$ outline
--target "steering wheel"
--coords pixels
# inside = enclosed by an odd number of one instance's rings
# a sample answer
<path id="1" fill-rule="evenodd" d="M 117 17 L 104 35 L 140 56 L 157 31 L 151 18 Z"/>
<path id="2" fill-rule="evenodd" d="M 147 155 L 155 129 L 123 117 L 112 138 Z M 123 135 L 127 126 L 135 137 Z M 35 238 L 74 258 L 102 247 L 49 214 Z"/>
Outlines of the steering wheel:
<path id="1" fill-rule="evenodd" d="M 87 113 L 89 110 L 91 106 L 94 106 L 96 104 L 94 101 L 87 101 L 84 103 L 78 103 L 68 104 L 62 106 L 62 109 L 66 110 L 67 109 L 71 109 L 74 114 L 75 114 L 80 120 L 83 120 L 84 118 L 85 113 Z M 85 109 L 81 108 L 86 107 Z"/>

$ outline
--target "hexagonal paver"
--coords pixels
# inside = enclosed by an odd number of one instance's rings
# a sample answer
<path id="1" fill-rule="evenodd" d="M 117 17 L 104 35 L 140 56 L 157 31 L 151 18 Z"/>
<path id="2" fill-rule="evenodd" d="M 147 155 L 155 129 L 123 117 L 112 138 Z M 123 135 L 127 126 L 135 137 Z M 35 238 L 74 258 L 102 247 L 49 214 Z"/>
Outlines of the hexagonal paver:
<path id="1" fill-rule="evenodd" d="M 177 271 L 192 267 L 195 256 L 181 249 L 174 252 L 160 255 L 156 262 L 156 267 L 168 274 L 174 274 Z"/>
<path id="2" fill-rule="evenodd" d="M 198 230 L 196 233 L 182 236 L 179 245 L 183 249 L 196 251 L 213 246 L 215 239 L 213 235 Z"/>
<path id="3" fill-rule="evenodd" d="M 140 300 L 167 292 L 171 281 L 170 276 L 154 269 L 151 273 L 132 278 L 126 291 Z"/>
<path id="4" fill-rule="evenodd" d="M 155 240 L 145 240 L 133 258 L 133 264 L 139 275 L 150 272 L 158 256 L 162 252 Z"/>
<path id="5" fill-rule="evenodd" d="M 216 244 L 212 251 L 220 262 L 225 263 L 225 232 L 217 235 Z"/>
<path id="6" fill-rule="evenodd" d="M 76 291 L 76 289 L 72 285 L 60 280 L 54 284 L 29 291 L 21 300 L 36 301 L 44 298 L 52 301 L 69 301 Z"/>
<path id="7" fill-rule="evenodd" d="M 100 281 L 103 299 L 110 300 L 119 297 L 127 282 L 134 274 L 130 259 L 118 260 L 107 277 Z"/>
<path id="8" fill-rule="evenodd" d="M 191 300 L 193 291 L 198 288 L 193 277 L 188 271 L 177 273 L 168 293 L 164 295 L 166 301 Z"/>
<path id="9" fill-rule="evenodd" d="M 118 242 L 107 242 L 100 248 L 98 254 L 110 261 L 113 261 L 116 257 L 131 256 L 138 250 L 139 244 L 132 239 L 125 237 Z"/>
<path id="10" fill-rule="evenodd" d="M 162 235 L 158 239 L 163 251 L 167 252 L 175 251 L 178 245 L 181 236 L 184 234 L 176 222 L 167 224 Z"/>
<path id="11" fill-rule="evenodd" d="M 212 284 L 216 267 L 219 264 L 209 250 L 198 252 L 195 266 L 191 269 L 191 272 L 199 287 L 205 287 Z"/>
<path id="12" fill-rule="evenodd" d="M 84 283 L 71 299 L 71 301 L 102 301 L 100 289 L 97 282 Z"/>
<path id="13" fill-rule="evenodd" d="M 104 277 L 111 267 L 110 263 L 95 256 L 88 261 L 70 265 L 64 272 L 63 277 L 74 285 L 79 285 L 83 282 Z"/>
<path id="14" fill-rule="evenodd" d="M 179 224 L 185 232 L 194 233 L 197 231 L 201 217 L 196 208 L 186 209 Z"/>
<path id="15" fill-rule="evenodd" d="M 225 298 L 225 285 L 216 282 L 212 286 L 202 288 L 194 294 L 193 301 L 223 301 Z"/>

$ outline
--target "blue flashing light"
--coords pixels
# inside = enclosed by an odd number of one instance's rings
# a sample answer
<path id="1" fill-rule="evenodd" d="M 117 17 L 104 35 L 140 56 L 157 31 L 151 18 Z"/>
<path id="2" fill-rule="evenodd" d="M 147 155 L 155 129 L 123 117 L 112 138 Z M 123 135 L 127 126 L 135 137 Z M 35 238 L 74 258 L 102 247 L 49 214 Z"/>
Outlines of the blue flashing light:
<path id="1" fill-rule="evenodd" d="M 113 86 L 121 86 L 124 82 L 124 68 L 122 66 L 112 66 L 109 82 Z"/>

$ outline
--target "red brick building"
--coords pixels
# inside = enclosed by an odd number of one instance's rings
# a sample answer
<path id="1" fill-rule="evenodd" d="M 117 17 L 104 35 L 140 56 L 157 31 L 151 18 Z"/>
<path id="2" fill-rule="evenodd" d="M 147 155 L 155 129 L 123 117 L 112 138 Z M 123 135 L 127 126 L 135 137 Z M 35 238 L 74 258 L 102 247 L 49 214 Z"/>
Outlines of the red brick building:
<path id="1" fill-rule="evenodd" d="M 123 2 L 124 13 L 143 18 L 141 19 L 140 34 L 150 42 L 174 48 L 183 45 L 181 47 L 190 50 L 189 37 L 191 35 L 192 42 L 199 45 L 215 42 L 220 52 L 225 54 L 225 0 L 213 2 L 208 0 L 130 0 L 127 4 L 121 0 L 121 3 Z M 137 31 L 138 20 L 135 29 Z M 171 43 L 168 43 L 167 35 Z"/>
##############################
> _AIM_:
Rewrite every row above with each "pixels" changed to "px". Leave everything else unchanged.

> _CORRECT ANSWER_:
$ outline
--target "steering wheel"
--coords px
# inside = enclosed by an odd number of one instance's rings
# a sample answer
<path id="1" fill-rule="evenodd" d="M 117 17 L 104 35 L 140 56 L 157 31 L 151 18 Z"/>
<path id="2" fill-rule="evenodd" d="M 147 155 L 155 129 L 123 117 L 112 138 Z M 123 135 L 127 126 L 135 137 Z M 35 238 L 74 258 L 102 247 L 49 214 Z"/>
Outlines of the steering wheel:
<path id="1" fill-rule="evenodd" d="M 87 113 L 89 110 L 91 106 L 94 106 L 96 104 L 94 101 L 87 101 L 84 103 L 78 103 L 68 104 L 62 106 L 62 109 L 66 110 L 67 109 L 71 109 L 74 114 L 75 114 L 80 120 L 83 120 L 84 118 L 85 113 Z M 85 109 L 81 108 L 86 107 Z"/>

$ outline
--target "hexagonal paver"
--coords px
# inside = enclosed by an odd number of one instance's rings
# a sample answer
<path id="1" fill-rule="evenodd" d="M 117 17 L 104 35 L 140 56 L 157 31 L 151 18 Z"/>
<path id="2" fill-rule="evenodd" d="M 147 155 L 155 129 L 123 117 L 112 138 Z M 123 135 L 127 126 L 135 137 Z M 35 238 L 74 258 L 102 247 L 49 214 Z"/>
Outlines of the hexagonal paver:
<path id="1" fill-rule="evenodd" d="M 177 271 L 192 267 L 195 256 L 181 249 L 174 252 L 160 255 L 156 262 L 156 267 L 168 274 L 174 274 Z"/>
<path id="2" fill-rule="evenodd" d="M 198 230 L 196 233 L 182 236 L 179 245 L 183 249 L 196 251 L 213 246 L 215 239 L 213 235 Z"/>
<path id="3" fill-rule="evenodd" d="M 140 300 L 167 292 L 171 281 L 170 276 L 154 269 L 151 273 L 132 278 L 126 291 Z"/>
<path id="4" fill-rule="evenodd" d="M 155 240 L 145 240 L 133 258 L 133 264 L 139 275 L 150 272 L 158 256 L 162 252 Z"/>
<path id="5" fill-rule="evenodd" d="M 216 244 L 212 251 L 220 262 L 225 263 L 225 232 L 217 235 Z"/>
<path id="6" fill-rule="evenodd" d="M 76 291 L 76 289 L 72 285 L 60 280 L 54 284 L 29 291 L 21 300 L 36 301 L 44 298 L 52 301 L 69 301 Z"/>
<path id="7" fill-rule="evenodd" d="M 100 281 L 103 299 L 110 300 L 119 297 L 127 282 L 134 274 L 130 259 L 118 260 L 107 277 Z"/>
<path id="8" fill-rule="evenodd" d="M 191 300 L 193 291 L 198 288 L 193 277 L 188 271 L 177 273 L 168 293 L 164 295 L 166 301 Z"/>
<path id="9" fill-rule="evenodd" d="M 118 242 L 107 242 L 100 248 L 98 254 L 110 261 L 113 261 L 116 257 L 131 256 L 138 250 L 139 244 L 132 239 L 125 237 Z"/>
<path id="10" fill-rule="evenodd" d="M 162 235 L 158 239 L 163 251 L 167 252 L 175 251 L 178 245 L 181 236 L 184 234 L 176 222 L 167 224 Z"/>
<path id="11" fill-rule="evenodd" d="M 212 284 L 216 267 L 219 264 L 209 250 L 198 252 L 195 266 L 191 269 L 191 272 L 199 287 L 205 287 Z"/>
<path id="12" fill-rule="evenodd" d="M 84 283 L 71 299 L 71 301 L 102 301 L 100 289 L 97 282 Z"/>
<path id="13" fill-rule="evenodd" d="M 104 277 L 111 267 L 110 263 L 95 256 L 88 261 L 70 265 L 64 272 L 63 277 L 74 285 L 79 285 L 83 282 Z"/>
<path id="14" fill-rule="evenodd" d="M 179 224 L 185 232 L 194 233 L 197 231 L 201 217 L 196 208 L 186 209 Z"/>
<path id="15" fill-rule="evenodd" d="M 225 298 L 225 285 L 216 282 L 212 286 L 202 288 L 194 294 L 193 301 L 223 301 Z"/>

$ outline
--target "blue flashing light"
--coords px
# inside = enclosed by an odd number of one instance's rings
# a sample answer
<path id="1" fill-rule="evenodd" d="M 117 17 L 104 35 L 140 56 L 157 31 L 151 18 Z"/>
<path id="2" fill-rule="evenodd" d="M 147 155 L 155 129 L 123 117 L 112 138 Z M 123 135 L 127 126 L 135 137 Z M 35 238 L 74 258 L 102 247 L 49 214 Z"/>
Outlines of the blue flashing light:
<path id="1" fill-rule="evenodd" d="M 113 86 L 121 86 L 124 82 L 124 68 L 122 66 L 112 66 L 109 82 Z"/>

$ outline
--target "red brick building"
--coords px
# inside = enclosed by an odd number of one instance's rings
# a sample answer
<path id="1" fill-rule="evenodd" d="M 117 17 L 104 35 L 140 56 L 157 31 L 151 18 Z"/>
<path id="2" fill-rule="evenodd" d="M 147 155 L 155 129 L 123 117 L 112 138 Z M 123 135 L 127 126 L 135 137 Z M 35 238 L 74 258 L 102 247 L 49 214 Z"/>
Outlines of the red brick building:
<path id="1" fill-rule="evenodd" d="M 123 2 L 124 13 L 143 18 L 141 19 L 140 34 L 150 42 L 174 48 L 183 45 L 181 47 L 190 50 L 189 37 L 191 35 L 192 42 L 199 45 L 215 42 L 220 52 L 225 54 L 225 0 L 213 2 L 208 0 L 130 0 L 127 4 L 121 0 L 121 3 Z M 137 31 L 138 20 L 135 29 Z M 171 43 L 168 43 L 167 35 Z"/>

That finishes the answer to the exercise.